#### Reading passage:
━━━━━━━━━━━━━━━━━━━━━━━━━━━━━━

Sudden, random thoughts on character

Last night I got to see an advance screening of the new Battlestar Galactica movie (long episode, whatever you want to call it). In a theater and everything! It was awesome on pretty much every level, much like the rest of the series. BSG in general almost always hits every beat it needs to–I’m disturbed when I need to be disturbed, inspired when I need to be (even the terrifying Admiral Cain’s speeches get the blood stirring, which is a testament to Michelle Forbes), terrified when I need to be, and so on.

BSG’s biggest strength is the characters. They’re believable, they’re terribly flawed but likable, and every one has a tragedy in their life beyond the obvious one that their civilization has been all but obliterated. People screw up as often as they succeed, and sometimes make bad choices and have to deal with the consequences. That may sound like a trifle, but in most serial storytelling, massive events are minimized in order to keep the status quo (and there are good reasons for it, but I won’t go into that).

━━━━━━━━━━━━━━━━━━━━━━━━━━━━━━

#### Raw records:
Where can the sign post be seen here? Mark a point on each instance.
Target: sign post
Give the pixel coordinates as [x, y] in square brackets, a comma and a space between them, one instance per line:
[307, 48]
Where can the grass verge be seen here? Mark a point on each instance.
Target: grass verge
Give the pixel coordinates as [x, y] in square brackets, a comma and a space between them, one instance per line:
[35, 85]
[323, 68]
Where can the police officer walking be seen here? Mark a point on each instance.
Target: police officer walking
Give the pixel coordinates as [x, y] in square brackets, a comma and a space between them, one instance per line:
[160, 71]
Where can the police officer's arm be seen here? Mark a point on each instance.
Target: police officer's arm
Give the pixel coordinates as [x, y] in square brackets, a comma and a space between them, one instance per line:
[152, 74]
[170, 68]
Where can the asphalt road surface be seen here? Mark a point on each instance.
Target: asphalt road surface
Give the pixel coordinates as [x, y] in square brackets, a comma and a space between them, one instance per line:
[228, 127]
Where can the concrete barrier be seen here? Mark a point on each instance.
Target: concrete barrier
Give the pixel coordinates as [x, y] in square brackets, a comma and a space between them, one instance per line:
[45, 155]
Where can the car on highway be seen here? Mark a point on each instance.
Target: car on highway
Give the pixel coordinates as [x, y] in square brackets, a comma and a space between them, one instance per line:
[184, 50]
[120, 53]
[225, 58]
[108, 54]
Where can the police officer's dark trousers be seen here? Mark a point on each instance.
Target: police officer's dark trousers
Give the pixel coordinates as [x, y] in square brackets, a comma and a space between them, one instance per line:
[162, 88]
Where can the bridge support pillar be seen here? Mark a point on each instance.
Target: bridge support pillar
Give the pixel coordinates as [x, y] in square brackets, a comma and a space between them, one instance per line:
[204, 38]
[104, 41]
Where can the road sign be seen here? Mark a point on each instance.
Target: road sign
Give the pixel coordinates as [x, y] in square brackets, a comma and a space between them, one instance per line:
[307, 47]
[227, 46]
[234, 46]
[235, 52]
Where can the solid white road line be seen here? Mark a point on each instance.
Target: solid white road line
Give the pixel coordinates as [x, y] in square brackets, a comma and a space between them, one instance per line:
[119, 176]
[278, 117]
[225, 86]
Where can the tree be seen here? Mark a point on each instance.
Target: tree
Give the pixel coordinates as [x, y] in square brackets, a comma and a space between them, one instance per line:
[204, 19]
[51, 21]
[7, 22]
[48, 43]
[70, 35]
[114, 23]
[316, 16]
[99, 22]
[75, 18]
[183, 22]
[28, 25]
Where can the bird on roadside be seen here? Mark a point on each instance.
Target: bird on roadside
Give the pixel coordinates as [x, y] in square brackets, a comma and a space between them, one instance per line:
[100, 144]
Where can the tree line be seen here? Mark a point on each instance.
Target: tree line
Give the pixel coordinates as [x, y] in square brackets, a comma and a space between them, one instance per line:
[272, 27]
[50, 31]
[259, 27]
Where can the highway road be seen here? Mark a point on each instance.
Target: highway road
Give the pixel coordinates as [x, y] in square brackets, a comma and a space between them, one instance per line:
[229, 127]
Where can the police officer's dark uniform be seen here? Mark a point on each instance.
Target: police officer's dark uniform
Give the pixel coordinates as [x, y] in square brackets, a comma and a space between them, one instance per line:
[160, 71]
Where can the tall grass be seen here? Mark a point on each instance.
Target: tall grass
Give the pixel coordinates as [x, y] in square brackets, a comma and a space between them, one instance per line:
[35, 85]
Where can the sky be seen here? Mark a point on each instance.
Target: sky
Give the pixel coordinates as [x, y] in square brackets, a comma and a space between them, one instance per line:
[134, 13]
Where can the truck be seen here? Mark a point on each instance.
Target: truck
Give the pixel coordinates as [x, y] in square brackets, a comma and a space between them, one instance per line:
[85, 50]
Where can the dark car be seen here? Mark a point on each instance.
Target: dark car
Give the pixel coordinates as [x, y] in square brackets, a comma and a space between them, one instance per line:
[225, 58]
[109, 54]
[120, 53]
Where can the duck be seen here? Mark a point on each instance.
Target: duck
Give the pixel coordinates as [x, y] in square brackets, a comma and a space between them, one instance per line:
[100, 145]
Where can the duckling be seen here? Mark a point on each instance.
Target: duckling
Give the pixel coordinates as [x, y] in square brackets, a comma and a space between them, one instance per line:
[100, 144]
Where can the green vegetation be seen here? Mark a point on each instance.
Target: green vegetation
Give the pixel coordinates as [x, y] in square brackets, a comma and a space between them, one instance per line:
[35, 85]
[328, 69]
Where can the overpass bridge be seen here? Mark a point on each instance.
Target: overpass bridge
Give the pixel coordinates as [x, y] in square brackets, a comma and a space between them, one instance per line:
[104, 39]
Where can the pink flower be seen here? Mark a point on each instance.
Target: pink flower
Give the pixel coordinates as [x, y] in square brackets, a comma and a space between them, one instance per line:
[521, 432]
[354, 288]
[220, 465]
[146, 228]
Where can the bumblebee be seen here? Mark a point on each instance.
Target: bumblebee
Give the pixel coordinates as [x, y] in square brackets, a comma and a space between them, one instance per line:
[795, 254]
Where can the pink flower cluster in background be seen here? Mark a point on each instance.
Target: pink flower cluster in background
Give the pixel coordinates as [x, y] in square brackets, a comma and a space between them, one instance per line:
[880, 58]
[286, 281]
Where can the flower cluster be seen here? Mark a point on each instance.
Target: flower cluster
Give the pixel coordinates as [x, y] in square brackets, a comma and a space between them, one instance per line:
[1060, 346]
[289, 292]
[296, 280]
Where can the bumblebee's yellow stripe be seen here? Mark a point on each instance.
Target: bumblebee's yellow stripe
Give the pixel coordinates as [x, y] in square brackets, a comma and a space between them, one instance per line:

━━━━━━━━━━━━━━━━━━━━━━━━━━━━━━

#### Task list:
1. Return everything in the Battlestar Galactica post from "Sudden, random thoughts" down to "be, and so on.".
2. Please condense the paragraph of the Battlestar Galactica post that begins "BSG's biggest strength is the characters" into a short list that keeps its main facts.
Rely only on the Battlestar Galactica post.

#### Solutions to each task:
1.
Sudden, random thoughts on character

Last night I got to see an advance screening of the new Battlestar Galactica movie (long episode, whatever you want to call it). In a theater and everything! It was awesome on pretty much every level, much like the rest of the series. BSG in general almost always hits every beat it needs to–I’m disturbed when I need to be disturbed, inspired when I need to be (even the terrifying Admiral Cain’s speeches get the blood stirring, which is a testament to Michelle Forbes), terrified when I need to be, and so on.

2.
- The characters are BSG's biggest strength.
- They are believable and deeply flawed, yet likable.
- Each has a personal tragedy beyond the near-destruction of their civilization.
- People fail as often as they succeed, and bad choices bring consequences they must face.
- This stands out because most serial storytelling minimizes massive events to keep the status quo.